#### ASSIGNMENT:
Carry on the op-ed below about fear of newcomers and an Alberta union's sponsorship of a Syrian refugee family, starting right after its last sentence.

#### SELECTED TEXT:
Note: The following oped was originally published in the Edmonton Journal. Photo (above): The family pictured in Kananaskis with Ayed Saad and Faika Satterthwaite earlier this year.
As headlines mistakenly scream about a refugee crisis in Canada, as we hear claims that diversity is a threat to Canada and as alt-right anti-immigrant groups try to recruit the homeless at a Labour Day event in Edmonton, we seem to be in a constant state of fear.
Why? What happened? Canadians weren’t afraid when Czech and Hungarian refugees flooded here in the 1950s and ’60s or when refugees came by the thousands from Uganda and Vietnam in the 1970s.
After the Second World War, about 10,000 Czech refugees fleeing Soviet rule were accepted here. After the failed Prague uprising of 1968, another 12,000 came. About 37,000 Hungarians came to Canada after the Soviets crushed their revolt in 1956.
In 1972, Canada accepted 7,000 Asians expelled from Uganda. After the collapse of South Vietnam in 1975, more than 66,000 refugees from southeast Asia resettled here.
We seemed fine with these influxes. It didn’t frighten us that they were coming and they didn’t strain our national resources to breaking point. Their arrival didn’t make the rest of us less Canadian. Time has proved that each wave of refugees settled quickly and became assets to their communities and the country.
Fear, however, is overwhelming facts nowadays. Armed with fistfuls of facts, you can argue until you lose your voice and some people will not waver. Their fears are based on emotions whipped up by politicians seeking to boost their own careers. So, the response must be an emotional one.
That is why on this Labour Day, this Alberta union would like to issue a challenge to those afraid of “others” including Syrian refugees and Haitian asylum seekers.
That challenge is: Don’t just talk about newcomers, get to know the people.
It’s easy to fear strangers, especially when you’re told thousands of them are coming, but it’s much harder to be afraid of one family. When you break bread with a mother, father and children, when you watch them play in the park, when you talk to them about their dreams, your fear will melt away.
That is the major lesson that can be learned from the Health Sciences Association of Alberta’s experience in sponsoring a family of Syrian refugees to come to Alberta.
This union has been involved in humanitarian and social-justice issues for many years. We have donated to causes and emergencies near and far, including helping flood and fire victims in Alberta and disaster victims in the Philippines and Nepal.

#### MATERIAL SHOWN:

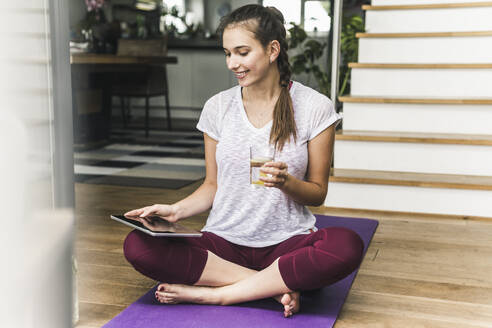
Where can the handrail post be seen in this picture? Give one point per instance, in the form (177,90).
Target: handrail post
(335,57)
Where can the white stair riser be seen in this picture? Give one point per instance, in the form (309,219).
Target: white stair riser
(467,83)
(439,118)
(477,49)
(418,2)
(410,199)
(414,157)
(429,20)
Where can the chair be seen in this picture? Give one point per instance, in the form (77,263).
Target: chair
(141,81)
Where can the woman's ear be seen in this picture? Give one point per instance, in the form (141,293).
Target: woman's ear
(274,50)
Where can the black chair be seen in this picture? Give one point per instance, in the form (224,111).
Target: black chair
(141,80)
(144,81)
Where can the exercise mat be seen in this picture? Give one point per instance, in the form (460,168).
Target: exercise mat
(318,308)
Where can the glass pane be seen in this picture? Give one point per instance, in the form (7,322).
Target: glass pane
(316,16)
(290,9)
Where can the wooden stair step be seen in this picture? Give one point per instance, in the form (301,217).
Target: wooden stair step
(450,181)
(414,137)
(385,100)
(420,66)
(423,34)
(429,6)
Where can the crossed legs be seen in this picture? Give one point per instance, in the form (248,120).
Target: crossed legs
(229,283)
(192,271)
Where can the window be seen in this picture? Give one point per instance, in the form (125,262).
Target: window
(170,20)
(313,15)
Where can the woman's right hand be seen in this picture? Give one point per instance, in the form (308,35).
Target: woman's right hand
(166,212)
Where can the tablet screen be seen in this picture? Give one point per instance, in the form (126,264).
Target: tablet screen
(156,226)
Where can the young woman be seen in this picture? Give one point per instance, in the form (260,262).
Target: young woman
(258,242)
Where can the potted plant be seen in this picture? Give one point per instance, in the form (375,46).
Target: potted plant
...
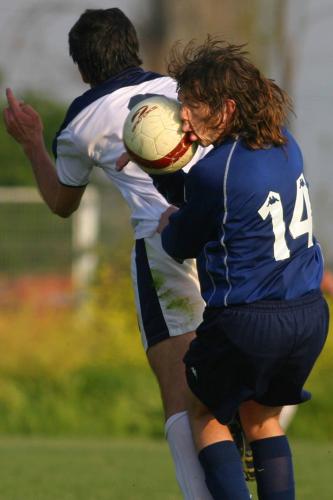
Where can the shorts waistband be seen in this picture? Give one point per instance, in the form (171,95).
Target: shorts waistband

#### THE ANSWER:
Helping others is what our members do every day of their working lives, so donating to help in these ways is a natural extension of that. It is a core value of this union and of labour movement.
This time, however, HSAA wanted to do more than write a cheque and walk away. We wanted to do the groundwork of fighting through layers of bureaucracy, of finding and furnishing a home, of getting members to donate toys and school supplies.
We wanted to meet our family face to face, to get to know them as people. We wanted to help them over every hurdle for their first year in Canada. After only 12 months, our family of four — a mother, father and two young boys (a baby girl died in the refugee camp because of a lack of medical support) are entirely self-sufficient.
Dad’s working six days a week at a car dealership to provide for his family. Mom is doing great at college (top two in all her classes) and hopes to be working as a teacher’s assistant soon. The oldest son, aged seven, needed some dental work and glasses, but is doing well. The younger son, aged four, is thriving.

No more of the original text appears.